Task requirements.
1. Rewrite the court ruling from "Full Case Text" to "citation: [2023] KEHC 20001 (KLR)", replacing "Criminal Case" with "Criminal Cause".
2. Name every individual person identified by name in the court ruling.
3. According to the court ruling, under which section of the Criminal Procedure Code did the defence seek directions?

Provided text.
============
Republic (ODPP) v Rajab [2023] KEHC 20001 (KLR)
Full Case Text
Republic (ODPP) v Rajab (Criminal Case 30 of 2016) [2023] KEHC 20001 (KLR) (14 July 2023) (Ruling)
Neutral citation: [2023] KEHC 20001 (KLR)
Republic of Kenya
In the High Court at Kakamega
Criminal Case 30 of 2016
PJO Otieno, J
July 14, 2023
Between
Republic (ODPP)
Prosecutor
and
Salim Abdul Rajab
Accused
Ruling
1. The information having been registered in court on the 27. 3.2016, trial commenced on 27. 11. 2018 before J. N. Njagi, J when evidence was recorded from four witnesses including two sibling of the deceased, who were eye witnesses, and the two parents who were informed by the two minors of what had transpired.
2. Not much appear to have happened thereafter till the 22. 3.2013 when the matter landed before this court and the defence sought directions under Section 200 Criminal Procedure Code, that the trial begins denovo. In making such request, Counsel stressed that it was the right of the accused to so insist.
============
(Entries from a point annotation set)
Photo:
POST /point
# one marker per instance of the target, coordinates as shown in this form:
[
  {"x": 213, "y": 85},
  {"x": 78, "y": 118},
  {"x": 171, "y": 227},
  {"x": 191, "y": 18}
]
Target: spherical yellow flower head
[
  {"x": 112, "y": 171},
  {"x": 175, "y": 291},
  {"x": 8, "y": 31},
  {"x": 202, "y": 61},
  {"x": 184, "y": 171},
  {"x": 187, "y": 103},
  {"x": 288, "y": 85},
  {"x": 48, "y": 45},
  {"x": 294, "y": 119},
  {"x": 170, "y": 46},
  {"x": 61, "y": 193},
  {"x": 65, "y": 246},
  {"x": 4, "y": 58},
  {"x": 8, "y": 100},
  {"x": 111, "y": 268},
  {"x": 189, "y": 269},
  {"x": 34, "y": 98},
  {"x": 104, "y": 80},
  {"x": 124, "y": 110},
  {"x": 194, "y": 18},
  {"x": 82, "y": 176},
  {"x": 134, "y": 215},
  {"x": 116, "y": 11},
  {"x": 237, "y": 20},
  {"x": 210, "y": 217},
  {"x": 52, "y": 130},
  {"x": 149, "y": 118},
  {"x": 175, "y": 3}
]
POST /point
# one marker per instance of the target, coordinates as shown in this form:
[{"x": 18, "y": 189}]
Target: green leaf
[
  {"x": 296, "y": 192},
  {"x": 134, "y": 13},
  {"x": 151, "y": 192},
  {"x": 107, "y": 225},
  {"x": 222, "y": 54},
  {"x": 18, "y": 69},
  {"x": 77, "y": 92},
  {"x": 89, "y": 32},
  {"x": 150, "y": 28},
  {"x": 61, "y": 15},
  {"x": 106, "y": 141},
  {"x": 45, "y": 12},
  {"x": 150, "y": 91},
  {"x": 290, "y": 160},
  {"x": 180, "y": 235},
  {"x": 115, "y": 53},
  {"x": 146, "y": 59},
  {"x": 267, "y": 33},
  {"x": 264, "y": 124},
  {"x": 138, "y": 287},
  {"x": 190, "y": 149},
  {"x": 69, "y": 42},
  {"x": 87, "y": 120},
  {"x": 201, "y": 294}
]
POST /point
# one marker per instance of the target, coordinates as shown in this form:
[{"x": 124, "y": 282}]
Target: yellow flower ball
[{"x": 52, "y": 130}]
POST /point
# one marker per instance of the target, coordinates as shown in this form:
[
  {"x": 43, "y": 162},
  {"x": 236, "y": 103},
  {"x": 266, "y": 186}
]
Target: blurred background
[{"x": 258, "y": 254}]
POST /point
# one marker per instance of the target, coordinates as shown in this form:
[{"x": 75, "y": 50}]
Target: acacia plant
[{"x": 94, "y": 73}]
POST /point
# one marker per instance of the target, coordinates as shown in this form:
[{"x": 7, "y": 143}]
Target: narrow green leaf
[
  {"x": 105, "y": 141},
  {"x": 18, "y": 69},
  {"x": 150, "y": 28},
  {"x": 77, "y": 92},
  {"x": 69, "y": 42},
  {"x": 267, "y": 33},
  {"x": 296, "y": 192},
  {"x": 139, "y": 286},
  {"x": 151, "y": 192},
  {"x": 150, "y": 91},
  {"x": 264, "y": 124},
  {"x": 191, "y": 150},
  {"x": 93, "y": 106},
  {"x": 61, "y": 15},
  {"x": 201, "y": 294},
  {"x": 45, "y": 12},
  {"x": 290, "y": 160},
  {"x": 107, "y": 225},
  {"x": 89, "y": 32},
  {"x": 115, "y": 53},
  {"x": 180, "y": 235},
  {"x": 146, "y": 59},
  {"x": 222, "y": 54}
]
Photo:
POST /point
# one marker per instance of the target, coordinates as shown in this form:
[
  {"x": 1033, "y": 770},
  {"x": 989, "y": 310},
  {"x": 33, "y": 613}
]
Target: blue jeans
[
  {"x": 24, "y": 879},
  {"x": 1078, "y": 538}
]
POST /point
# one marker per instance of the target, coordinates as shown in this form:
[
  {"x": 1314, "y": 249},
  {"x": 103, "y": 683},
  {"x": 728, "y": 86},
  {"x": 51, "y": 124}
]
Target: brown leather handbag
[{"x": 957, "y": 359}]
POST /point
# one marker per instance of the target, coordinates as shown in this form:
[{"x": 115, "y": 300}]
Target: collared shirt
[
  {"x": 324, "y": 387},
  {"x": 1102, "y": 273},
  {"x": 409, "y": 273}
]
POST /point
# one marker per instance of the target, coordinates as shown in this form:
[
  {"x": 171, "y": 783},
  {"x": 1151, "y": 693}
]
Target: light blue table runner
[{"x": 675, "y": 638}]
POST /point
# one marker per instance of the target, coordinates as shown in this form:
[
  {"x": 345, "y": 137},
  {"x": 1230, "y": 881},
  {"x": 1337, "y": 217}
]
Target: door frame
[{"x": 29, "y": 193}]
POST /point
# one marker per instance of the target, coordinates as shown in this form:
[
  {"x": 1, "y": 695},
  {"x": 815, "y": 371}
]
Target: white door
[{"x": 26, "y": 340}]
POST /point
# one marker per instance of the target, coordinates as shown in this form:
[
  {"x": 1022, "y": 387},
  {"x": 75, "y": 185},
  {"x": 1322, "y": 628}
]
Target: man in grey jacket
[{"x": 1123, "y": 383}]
============
List of solutions.
1.
Full Case Text
Republic (ODPP) v Rajab (Criminal Cause 30 of 2016) [2023] KEHC 20001 (KLR) (14 July 2023) (Ruling)
Neutral citation: [2023] KEHC 20001 (KLR)

2. PJO Otieno, Salim Abdul Rajab and J. N. Njagi

3. Section 200